Data extracts START

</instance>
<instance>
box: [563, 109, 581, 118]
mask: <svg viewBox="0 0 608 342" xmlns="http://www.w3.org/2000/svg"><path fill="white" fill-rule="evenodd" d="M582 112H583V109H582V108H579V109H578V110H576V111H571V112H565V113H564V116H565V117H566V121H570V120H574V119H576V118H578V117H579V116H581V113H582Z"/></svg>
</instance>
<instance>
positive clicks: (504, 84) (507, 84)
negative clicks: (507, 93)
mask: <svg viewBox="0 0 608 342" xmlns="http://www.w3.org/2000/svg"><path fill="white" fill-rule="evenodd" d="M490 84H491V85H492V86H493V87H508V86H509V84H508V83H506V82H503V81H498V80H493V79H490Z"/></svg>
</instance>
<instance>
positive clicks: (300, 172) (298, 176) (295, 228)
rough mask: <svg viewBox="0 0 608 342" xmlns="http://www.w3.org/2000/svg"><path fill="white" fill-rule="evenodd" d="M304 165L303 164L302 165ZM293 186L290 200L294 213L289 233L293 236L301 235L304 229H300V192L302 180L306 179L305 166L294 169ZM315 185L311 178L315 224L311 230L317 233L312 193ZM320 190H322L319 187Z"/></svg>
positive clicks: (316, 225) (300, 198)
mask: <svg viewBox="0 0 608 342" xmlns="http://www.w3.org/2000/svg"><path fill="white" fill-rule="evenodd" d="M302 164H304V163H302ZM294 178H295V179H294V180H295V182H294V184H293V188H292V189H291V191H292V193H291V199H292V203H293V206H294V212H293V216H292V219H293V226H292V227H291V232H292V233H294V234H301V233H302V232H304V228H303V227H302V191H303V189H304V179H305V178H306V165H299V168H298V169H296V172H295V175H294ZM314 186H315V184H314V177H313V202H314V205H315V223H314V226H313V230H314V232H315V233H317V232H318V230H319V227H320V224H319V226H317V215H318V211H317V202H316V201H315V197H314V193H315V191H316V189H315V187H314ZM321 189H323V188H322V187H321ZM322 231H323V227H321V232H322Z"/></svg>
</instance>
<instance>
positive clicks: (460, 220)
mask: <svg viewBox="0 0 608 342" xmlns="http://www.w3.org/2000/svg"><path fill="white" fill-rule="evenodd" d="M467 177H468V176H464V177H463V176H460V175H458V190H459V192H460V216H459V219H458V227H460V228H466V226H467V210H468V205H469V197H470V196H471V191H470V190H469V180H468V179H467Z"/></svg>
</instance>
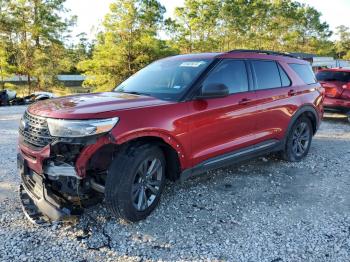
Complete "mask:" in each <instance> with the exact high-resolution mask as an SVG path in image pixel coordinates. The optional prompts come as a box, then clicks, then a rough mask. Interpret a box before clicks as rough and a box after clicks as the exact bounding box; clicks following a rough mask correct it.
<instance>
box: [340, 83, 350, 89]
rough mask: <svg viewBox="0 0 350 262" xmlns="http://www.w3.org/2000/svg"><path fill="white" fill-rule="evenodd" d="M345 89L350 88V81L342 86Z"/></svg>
mask: <svg viewBox="0 0 350 262" xmlns="http://www.w3.org/2000/svg"><path fill="white" fill-rule="evenodd" d="M342 88H343V89H350V83H347V84H345V85H343V86H342Z"/></svg>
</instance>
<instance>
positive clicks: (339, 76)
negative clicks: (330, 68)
mask: <svg viewBox="0 0 350 262" xmlns="http://www.w3.org/2000/svg"><path fill="white" fill-rule="evenodd" d="M316 78H317V80H318V81H340V82H350V72H341V71H320V72H318V73H317V74H316Z"/></svg>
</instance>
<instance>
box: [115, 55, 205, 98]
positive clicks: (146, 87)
mask: <svg viewBox="0 0 350 262" xmlns="http://www.w3.org/2000/svg"><path fill="white" fill-rule="evenodd" d="M211 61H212V60H210V59H193V60H175V59H168V60H160V61H156V62H154V63H152V64H150V65H148V66H146V67H145V68H143V69H142V70H140V71H139V72H137V73H136V74H134V75H132V76H131V77H130V78H128V79H127V80H125V81H124V82H123V83H121V84H120V85H119V86H117V87H116V88H115V89H114V91H116V92H123V93H132V94H140V95H149V96H154V97H157V98H160V99H165V100H177V99H179V98H180V97H181V96H182V95H183V93H184V92H185V91H186V90H187V89H188V87H189V86H191V84H192V83H193V81H194V80H195V79H196V78H197V77H198V76H199V75H200V74H201V73H202V72H203V70H204V69H205V68H207V66H208V65H209V64H210V62H211Z"/></svg>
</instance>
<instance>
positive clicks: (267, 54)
mask: <svg viewBox="0 0 350 262" xmlns="http://www.w3.org/2000/svg"><path fill="white" fill-rule="evenodd" d="M242 52H246V53H259V54H266V55H282V56H288V57H293V58H297V57H296V56H294V55H292V54H290V53H283V52H275V51H270V50H254V49H234V50H231V51H228V53H242Z"/></svg>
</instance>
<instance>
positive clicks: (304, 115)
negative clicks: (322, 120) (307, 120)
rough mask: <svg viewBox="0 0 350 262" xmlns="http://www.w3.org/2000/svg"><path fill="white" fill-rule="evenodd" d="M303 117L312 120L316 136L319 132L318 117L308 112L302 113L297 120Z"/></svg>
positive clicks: (311, 123)
mask: <svg viewBox="0 0 350 262" xmlns="http://www.w3.org/2000/svg"><path fill="white" fill-rule="evenodd" d="M301 117H307V118H308V119H309V120H310V122H311V124H312V131H313V134H316V131H317V119H316V116H315V115H314V114H313V113H312V112H311V111H306V112H304V113H302V114H301V115H300V116H299V117H298V118H297V119H299V118H301Z"/></svg>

Data extracts END

■ **Exercise goal**: From the first line to the last, repeat the records exactly and skip the pictures.

■ **Response**:
</instance>
<instance>
box: [563, 109, 581, 118]
mask: <svg viewBox="0 0 608 342" xmlns="http://www.w3.org/2000/svg"><path fill="white" fill-rule="evenodd" d="M582 112H583V109H582V108H579V109H578V110H576V111H571V112H565V113H564V116H565V117H566V121H570V120H574V119H576V118H578V117H579V116H581V113H582Z"/></svg>
</instance>
<instance>
positive clicks: (504, 84) (507, 84)
negative clicks: (507, 93)
mask: <svg viewBox="0 0 608 342" xmlns="http://www.w3.org/2000/svg"><path fill="white" fill-rule="evenodd" d="M490 84H491V85H492V86H493V87H508V86H509V84H508V83H506V82H503V81H498V80H493V79H490Z"/></svg>
</instance>
<instance>
positive clicks: (300, 172) (298, 176) (295, 228)
rough mask: <svg viewBox="0 0 608 342" xmlns="http://www.w3.org/2000/svg"><path fill="white" fill-rule="evenodd" d="M304 165L303 164L302 165ZM293 186L290 200L294 213L289 233L293 236L301 235L304 229H300V192L302 180L306 179L305 166L294 169ZM315 185L311 178L315 224L311 230L317 233L312 193ZM320 190H322L319 187Z"/></svg>
positive clicks: (316, 225) (300, 198)
mask: <svg viewBox="0 0 608 342" xmlns="http://www.w3.org/2000/svg"><path fill="white" fill-rule="evenodd" d="M302 164H304V163H302ZM294 178H295V179H294V180H295V182H294V184H293V188H292V189H291V191H292V193H291V199H292V203H293V206H294V212H293V216H292V219H293V226H292V227H291V232H292V233H294V234H301V233H302V232H304V228H303V227H302V191H303V189H304V179H305V178H306V165H299V168H298V169H296V172H295V175H294ZM314 186H315V184H314V177H313V202H314V205H315V223H314V226H313V230H314V232H315V233H317V232H318V230H319V227H320V224H319V226H317V215H318V211H317V202H316V201H315V197H314V193H315V191H316V189H315V187H314ZM321 189H323V188H322V187H321ZM322 231H323V227H321V232H322Z"/></svg>
</instance>
<instance>
positive clicks: (460, 220)
mask: <svg viewBox="0 0 608 342" xmlns="http://www.w3.org/2000/svg"><path fill="white" fill-rule="evenodd" d="M467 177H468V176H464V177H463V176H460V175H458V190H459V192H460V216H459V219H458V227H460V228H466V226H467V210H468V205H469V197H470V196H471V191H470V190H469V180H468V179H467Z"/></svg>
</instance>
Complete "mask:" in each <instance> with the exact high-resolution mask as an SVG path in image pixel coordinates. The optional prompts come as a box, then clicks, then a rough mask. Interpret a box before clicks as rough and a box after clicks as the exact bounding box; clicks following a rough mask correct it.
<instance>
box: [340, 83, 350, 89]
rough mask: <svg viewBox="0 0 350 262" xmlns="http://www.w3.org/2000/svg"><path fill="white" fill-rule="evenodd" d="M345 89L350 88V81L342 86Z"/></svg>
mask: <svg viewBox="0 0 350 262" xmlns="http://www.w3.org/2000/svg"><path fill="white" fill-rule="evenodd" d="M342 88H343V89H350V83H347V84H345V85H343V86H342Z"/></svg>
</instance>
<instance>
positive clicks: (339, 76)
negative clicks: (330, 68)
mask: <svg viewBox="0 0 350 262" xmlns="http://www.w3.org/2000/svg"><path fill="white" fill-rule="evenodd" d="M316 78H317V80H318V81H340V82H350V72H341V71H320V72H318V73H317V74H316Z"/></svg>
</instance>
<instance>
box: [115, 55, 205, 98]
positive clicks: (146, 87)
mask: <svg viewBox="0 0 350 262" xmlns="http://www.w3.org/2000/svg"><path fill="white" fill-rule="evenodd" d="M211 61H212V60H210V59H193V60H175V59H168V60H160V61H156V62H154V63H152V64H150V65H148V66H146V67H145V68H143V69H142V70H140V71H139V72H137V73H136V74H134V75H132V76H131V77H130V78H128V79H127V80H125V81H124V82H123V83H121V84H120V85H119V86H117V87H116V88H115V89H114V91H116V92H123V93H132V94H140V95H149V96H154V97H157V98H160V99H165V100H177V99H179V98H180V97H181V96H182V95H183V93H184V92H185V91H186V90H187V89H188V87H189V86H191V84H192V83H193V81H194V80H195V79H196V78H197V77H198V76H199V75H200V74H201V73H202V72H203V70H204V69H205V68H207V66H208V65H209V64H210V62H211Z"/></svg>
</instance>
<instance>
positive clicks: (267, 54)
mask: <svg viewBox="0 0 350 262" xmlns="http://www.w3.org/2000/svg"><path fill="white" fill-rule="evenodd" d="M242 52H246V53H259V54H266V55H282V56H288V57H293V58H297V57H296V56H294V55H292V54H290V53H283V52H275V51H270V50H254V49H234V50H231V51H228V53H242Z"/></svg>
</instance>
<instance>
positive clicks: (304, 115)
negative clicks: (322, 120) (307, 120)
rough mask: <svg viewBox="0 0 350 262" xmlns="http://www.w3.org/2000/svg"><path fill="white" fill-rule="evenodd" d="M303 117L312 120L316 136L319 132L318 117L308 112L302 113L297 120Z"/></svg>
positive clicks: (311, 123)
mask: <svg viewBox="0 0 350 262" xmlns="http://www.w3.org/2000/svg"><path fill="white" fill-rule="evenodd" d="M301 117H307V118H308V119H309V120H310V122H311V124H312V131H313V134H316V131H317V119H316V116H315V115H314V114H313V113H312V112H311V111H306V112H304V113H302V114H301V115H300V116H299V117H298V118H297V119H299V118H301Z"/></svg>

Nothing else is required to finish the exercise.